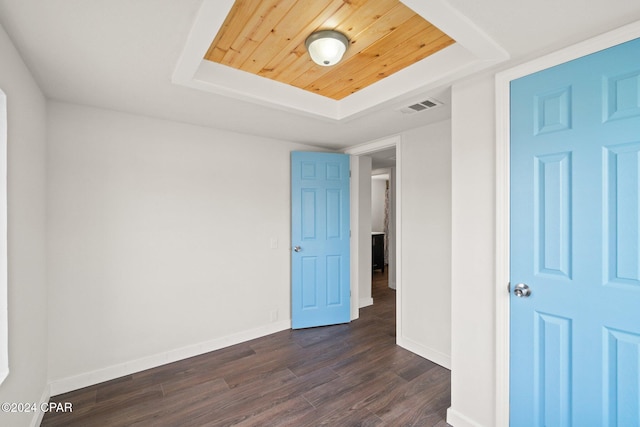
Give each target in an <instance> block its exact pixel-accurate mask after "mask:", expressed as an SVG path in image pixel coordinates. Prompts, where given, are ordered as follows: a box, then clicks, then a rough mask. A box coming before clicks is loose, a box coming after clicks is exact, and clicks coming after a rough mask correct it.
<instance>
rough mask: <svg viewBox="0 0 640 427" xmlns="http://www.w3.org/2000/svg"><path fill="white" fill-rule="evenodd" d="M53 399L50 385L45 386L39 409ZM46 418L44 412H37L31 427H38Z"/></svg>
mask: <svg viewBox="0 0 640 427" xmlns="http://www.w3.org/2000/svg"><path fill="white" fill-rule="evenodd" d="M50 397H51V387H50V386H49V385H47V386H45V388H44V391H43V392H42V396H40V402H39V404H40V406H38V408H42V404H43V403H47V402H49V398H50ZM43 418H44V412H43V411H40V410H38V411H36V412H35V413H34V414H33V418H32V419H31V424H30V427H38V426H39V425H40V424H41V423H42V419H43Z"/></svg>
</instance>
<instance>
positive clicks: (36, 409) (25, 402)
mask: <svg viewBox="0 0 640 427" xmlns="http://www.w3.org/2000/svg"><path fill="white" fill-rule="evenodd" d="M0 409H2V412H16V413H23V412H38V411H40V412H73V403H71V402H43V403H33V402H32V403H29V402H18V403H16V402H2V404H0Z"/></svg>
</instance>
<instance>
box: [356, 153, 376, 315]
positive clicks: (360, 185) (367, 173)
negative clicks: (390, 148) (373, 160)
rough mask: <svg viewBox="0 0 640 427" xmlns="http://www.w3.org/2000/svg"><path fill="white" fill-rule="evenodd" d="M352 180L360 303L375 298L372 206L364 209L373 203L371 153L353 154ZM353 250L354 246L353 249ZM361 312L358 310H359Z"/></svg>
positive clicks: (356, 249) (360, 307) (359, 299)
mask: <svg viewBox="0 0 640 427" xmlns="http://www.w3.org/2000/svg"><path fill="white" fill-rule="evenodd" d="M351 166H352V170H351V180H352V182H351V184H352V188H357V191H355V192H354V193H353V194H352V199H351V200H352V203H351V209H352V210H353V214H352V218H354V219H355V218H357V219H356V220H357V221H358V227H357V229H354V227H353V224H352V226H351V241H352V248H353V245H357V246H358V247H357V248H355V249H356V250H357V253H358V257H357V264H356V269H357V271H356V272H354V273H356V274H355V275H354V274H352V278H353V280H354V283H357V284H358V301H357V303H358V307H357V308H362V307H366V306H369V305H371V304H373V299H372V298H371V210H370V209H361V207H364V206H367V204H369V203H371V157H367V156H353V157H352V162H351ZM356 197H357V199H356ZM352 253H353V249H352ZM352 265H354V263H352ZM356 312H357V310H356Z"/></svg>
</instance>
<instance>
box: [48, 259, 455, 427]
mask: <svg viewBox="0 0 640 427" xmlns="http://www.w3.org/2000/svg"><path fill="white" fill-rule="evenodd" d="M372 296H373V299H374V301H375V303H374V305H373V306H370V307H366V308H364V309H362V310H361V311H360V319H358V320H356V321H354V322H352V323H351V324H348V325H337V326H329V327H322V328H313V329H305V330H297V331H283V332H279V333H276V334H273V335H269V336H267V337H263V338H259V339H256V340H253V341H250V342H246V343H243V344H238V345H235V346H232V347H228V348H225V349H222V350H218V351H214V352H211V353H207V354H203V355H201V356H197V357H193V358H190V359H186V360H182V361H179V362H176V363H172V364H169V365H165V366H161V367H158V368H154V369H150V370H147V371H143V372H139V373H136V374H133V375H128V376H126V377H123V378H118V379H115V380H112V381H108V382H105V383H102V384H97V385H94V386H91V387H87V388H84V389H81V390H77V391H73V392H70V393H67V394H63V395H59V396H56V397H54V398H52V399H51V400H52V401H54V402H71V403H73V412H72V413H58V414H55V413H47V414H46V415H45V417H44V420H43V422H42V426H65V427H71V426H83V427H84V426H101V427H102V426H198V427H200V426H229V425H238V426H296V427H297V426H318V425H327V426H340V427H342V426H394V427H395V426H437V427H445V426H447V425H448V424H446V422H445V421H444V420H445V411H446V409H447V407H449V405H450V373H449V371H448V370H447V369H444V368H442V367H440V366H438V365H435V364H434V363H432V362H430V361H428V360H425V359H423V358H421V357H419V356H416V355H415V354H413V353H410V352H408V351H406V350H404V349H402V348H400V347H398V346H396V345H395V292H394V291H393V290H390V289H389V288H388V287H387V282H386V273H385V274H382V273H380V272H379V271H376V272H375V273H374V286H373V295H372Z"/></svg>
---
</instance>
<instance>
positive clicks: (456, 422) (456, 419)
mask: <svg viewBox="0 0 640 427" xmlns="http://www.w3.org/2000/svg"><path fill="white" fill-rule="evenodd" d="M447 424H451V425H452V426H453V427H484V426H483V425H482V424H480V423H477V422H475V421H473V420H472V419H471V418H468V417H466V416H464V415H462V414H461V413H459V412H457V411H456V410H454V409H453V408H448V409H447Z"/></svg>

> **Task details**:
Which lines in the records above contain the string "clicks"? Pick out every one and copy it in full.

> **Problem solution**:
Give each target in an <instance> block its exact pixel-accurate mask after "mask:", expressed as an SVG path in image pixel coordinates. Prompts, where given, are ordered as follows: a box, then clicks, then a rough mask. A box coming before clicks is loose, a box coming after clicks is exact, and clicks coming after a rough mask correct it.
positive clicks: (36, 409) (25, 402)
positive clicks: (360, 185) (367, 173)
negative clicks: (390, 148) (373, 160)
positive clicks: (356, 249) (360, 307) (359, 299)
positive clicks: (456, 422) (456, 419)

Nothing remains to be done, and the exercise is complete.